VORLIEGENDER TEXT
________

Von einigen Dingen – neben all den schrecklichen Fakten, die man hier zu lesen und furchtbaren individuellen Geschichten, die man zu sehen bekommt – haben mich vor allem einige architektonische Anlagen im Libeskind-Bau beeindruckt.
Folgendes Bild zeigt ein paar Stahlplatten in 2D-Gesichtsform aus den so genannten „Voids“, die das Verlorene symbolisieren sollen.

Sie haben mich besonders beeindruckt. Meiner Meinung nach drücken sie einfach „alles“ aus. Man konnte über sie hinweggehen… im wahrsten Sinne des Wortes auf sie treten. Die Geräusche, die dabei entstehen, sind unbeschreiblich. Doch im Grunde ist es, als würde man nach der Trauer irgendwo am Horizont eine seichte Melodie der Hoffnung vernehmen… Dies würde dann allerdings bedeuten, dass hier nicht nur das Verlorene, sondern auch eine ferne Hoffnung dargestellt wird…

Weiterhin gab es im Jüdischen Museum (genauer: im Libeskind-Bau) eine Art Garten zu sehen, der architektonisch so „ungerade“ konstruiert war, dass jedem, der hindurchgeht, tatsächlich schwindelig wird. Ich habe versucht, mich an irgendetwas Gradem zu orientieren, mich gewissermaßen irgendwo festzuhalten, doch es ist mir nicht gelungen. Die Anlage ist um ganze zwölf Grad geneigt, gerade so viel, wie es bedarf, um die sinnliche Wahrnehmung zu täuschen… Das einzig Rechtwinklige war schlicht die quadratische Form der Anlage. Ihr Name: Garten des Exils – nichts für schwache Gemüter. Auf den Seiten des Jüdischen Museums kann man folgendes darüber lesen: „Diese räumliche Erfahrung soll auf das Gefühl von Haltlosigkeit und die mangelnde Orientierung verweisen, welche Emigranten empfanden, die aus Deutschland vertrieben wurden. Aus den Stelen wachsen Ölweiden, die Hoffnung symbolisieren.“

Wer an Klaustrophobie leidet, sollte sich nicht den Holocaust-Turm anschauen, ein etwa 15 Meter hoher Raum, dunkel, mit nur einer schmalen Lichtsäule, die sich dem Himmel entgegenreckt. Es wirkt, als würde sie zu fliehen versuchen …

Im Anschluss war ich mit einem guten Freund am Urbankrankenhaus am Landwehrkanal verabredet. Wir haben im Rasen gelegen, geredet und die Schwäne beobachtet, die von Kindern gefüttert wurden. Ab und zu fuhr ein Rundfahrtschiff vorbei.

________

EXTRAHIERTE DATEN
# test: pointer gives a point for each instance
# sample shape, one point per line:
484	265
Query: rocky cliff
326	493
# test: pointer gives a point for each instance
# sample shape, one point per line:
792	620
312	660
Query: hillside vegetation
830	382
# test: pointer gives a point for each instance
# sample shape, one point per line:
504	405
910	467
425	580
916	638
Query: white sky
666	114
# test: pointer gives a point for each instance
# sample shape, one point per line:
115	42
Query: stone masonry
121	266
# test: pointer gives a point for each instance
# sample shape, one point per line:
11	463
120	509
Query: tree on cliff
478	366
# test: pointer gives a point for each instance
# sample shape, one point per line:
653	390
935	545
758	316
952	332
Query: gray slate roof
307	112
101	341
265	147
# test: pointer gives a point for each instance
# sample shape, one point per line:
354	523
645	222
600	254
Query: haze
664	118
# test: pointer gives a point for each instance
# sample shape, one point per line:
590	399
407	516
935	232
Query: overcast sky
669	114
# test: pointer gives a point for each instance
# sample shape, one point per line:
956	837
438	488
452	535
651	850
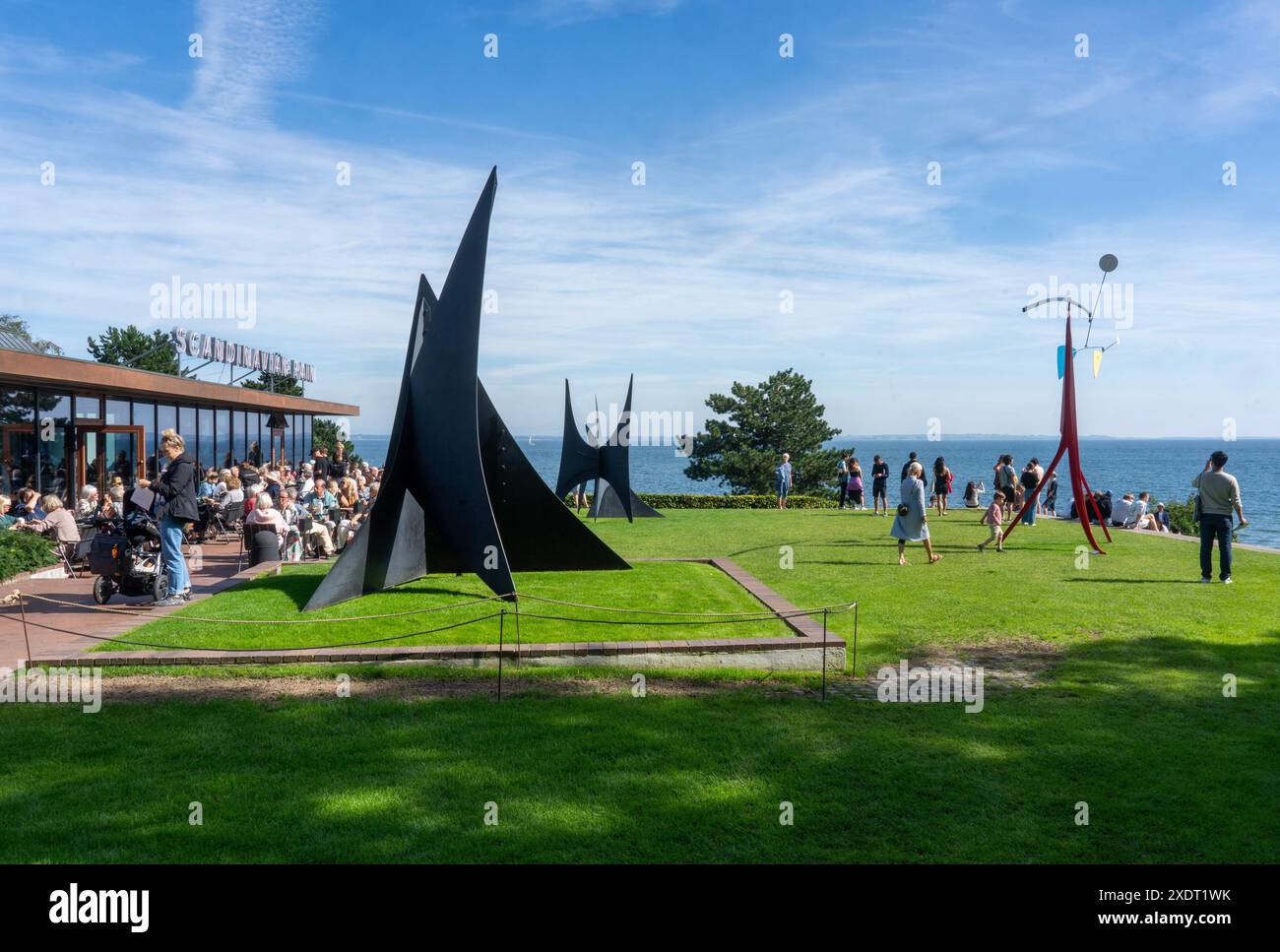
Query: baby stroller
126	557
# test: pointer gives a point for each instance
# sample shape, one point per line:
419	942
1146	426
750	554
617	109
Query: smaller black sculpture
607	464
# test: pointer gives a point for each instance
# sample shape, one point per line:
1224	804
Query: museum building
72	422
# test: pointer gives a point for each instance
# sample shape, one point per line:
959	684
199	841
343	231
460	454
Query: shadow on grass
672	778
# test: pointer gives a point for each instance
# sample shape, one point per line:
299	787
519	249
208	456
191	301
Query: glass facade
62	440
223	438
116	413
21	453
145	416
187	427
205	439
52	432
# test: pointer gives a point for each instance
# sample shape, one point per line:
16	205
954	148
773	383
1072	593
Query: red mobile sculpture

________

Kannst du den Bericht über den Besuch im Jüdischen Museum im Anschluss an seinen letzten Satz weiterschreiben?

SCHRIFTLICHE ANTWORT
Sogar ein Schiff mit Musikanten darauf – ich habe es „Musikkutter“ genannt – zog an uns vorüber, als wir auf einem Schiffscafé saßen.

Am Abend waren wir noch auf einem Konzert im Englischen Garten in Tiergarten, von dem wir vorher gehört hatten. Dort spielte eine African Trance Percussion-Band mit Namen „Senegambigha“. Ein schönes Konzert mit starken Rhythmen. Die Künstler – daraus setzt sich der Name der Band zusammen – stammen aus Senegal, Gambia und Ghana.